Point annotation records
▶

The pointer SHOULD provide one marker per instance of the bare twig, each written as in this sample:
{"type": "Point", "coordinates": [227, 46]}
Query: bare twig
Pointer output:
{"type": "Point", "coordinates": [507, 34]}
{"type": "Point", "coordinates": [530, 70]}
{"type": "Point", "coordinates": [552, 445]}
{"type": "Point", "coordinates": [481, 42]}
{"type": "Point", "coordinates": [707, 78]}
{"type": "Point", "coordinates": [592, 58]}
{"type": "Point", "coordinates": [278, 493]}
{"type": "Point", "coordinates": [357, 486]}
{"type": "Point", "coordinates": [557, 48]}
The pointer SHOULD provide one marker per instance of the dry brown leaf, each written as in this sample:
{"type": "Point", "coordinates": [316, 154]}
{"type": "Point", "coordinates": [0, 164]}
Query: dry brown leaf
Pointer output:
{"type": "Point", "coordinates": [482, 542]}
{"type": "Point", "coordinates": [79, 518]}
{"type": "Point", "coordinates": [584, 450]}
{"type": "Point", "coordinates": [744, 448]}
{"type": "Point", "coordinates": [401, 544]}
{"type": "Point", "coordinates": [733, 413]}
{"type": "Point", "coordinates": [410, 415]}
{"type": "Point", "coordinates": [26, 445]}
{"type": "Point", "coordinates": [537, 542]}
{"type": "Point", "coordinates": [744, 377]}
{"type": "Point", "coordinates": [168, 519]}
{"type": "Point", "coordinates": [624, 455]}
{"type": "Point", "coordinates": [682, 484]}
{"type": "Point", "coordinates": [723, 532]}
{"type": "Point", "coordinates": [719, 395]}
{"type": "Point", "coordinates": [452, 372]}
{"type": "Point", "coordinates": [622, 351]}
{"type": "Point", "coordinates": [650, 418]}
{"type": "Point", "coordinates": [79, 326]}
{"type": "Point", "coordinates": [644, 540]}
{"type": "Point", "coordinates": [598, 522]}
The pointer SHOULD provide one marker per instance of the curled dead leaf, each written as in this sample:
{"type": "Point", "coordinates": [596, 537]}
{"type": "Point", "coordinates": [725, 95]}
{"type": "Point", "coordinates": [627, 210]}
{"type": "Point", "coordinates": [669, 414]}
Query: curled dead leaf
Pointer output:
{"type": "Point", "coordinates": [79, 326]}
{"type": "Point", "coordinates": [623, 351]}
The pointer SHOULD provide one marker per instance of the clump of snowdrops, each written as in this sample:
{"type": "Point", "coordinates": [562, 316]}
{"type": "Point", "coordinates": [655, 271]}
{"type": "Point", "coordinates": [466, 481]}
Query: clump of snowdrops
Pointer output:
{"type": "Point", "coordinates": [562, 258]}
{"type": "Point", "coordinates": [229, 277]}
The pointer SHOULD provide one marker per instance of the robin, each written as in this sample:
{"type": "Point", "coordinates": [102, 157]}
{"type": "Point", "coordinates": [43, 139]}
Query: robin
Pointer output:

◀

INSTRUCTION »
Edit the rows above so that every "Pointer output" reads "Marker list", keeping every other line intact.

OUTPUT »
The pointer SHOULD provide one marker per instance of the bare twig, each written as in this sample:
{"type": "Point", "coordinates": [227, 46]}
Query: bare twig
Marker list:
{"type": "Point", "coordinates": [507, 34]}
{"type": "Point", "coordinates": [530, 70]}
{"type": "Point", "coordinates": [552, 445]}
{"type": "Point", "coordinates": [481, 42]}
{"type": "Point", "coordinates": [707, 78]}
{"type": "Point", "coordinates": [592, 58]}
{"type": "Point", "coordinates": [278, 493]}
{"type": "Point", "coordinates": [357, 486]}
{"type": "Point", "coordinates": [557, 48]}
The pointer SHOULD provide one marker per instance of the dry brown leaf, each written as in this sample:
{"type": "Point", "coordinates": [316, 154]}
{"type": "Point", "coordinates": [0, 164]}
Query: dry brown leaf
Marker list:
{"type": "Point", "coordinates": [482, 542]}
{"type": "Point", "coordinates": [79, 518]}
{"type": "Point", "coordinates": [584, 450]}
{"type": "Point", "coordinates": [744, 448]}
{"type": "Point", "coordinates": [401, 544]}
{"type": "Point", "coordinates": [733, 413]}
{"type": "Point", "coordinates": [410, 415]}
{"type": "Point", "coordinates": [26, 445]}
{"type": "Point", "coordinates": [537, 542]}
{"type": "Point", "coordinates": [744, 377]}
{"type": "Point", "coordinates": [168, 519]}
{"type": "Point", "coordinates": [624, 455]}
{"type": "Point", "coordinates": [682, 484]}
{"type": "Point", "coordinates": [723, 532]}
{"type": "Point", "coordinates": [719, 395]}
{"type": "Point", "coordinates": [452, 372]}
{"type": "Point", "coordinates": [622, 351]}
{"type": "Point", "coordinates": [650, 418]}
{"type": "Point", "coordinates": [79, 326]}
{"type": "Point", "coordinates": [644, 540]}
{"type": "Point", "coordinates": [598, 522]}
The pointer SHOULD provide one marker per instance of the curled dead leaf, each written as in this sample:
{"type": "Point", "coordinates": [596, 537]}
{"type": "Point", "coordinates": [725, 95]}
{"type": "Point", "coordinates": [627, 210]}
{"type": "Point", "coordinates": [669, 414]}
Query: curled dead leaf
Marker list:
{"type": "Point", "coordinates": [79, 326]}
{"type": "Point", "coordinates": [623, 351]}
The pointer SHOULD provide one marker per instance of the clump of snowdrops, each written as in this sample:
{"type": "Point", "coordinates": [562, 316]}
{"type": "Point", "coordinates": [655, 271]}
{"type": "Point", "coordinates": [466, 481]}
Query: clump of snowdrops
Marker list:
{"type": "Point", "coordinates": [562, 258]}
{"type": "Point", "coordinates": [229, 277]}
The pointer SHOULD provide one marker per instance of the robin, each written as in this sample:
{"type": "Point", "coordinates": [102, 157]}
{"type": "Point", "coordinates": [43, 139]}
Query: robin
Marker list:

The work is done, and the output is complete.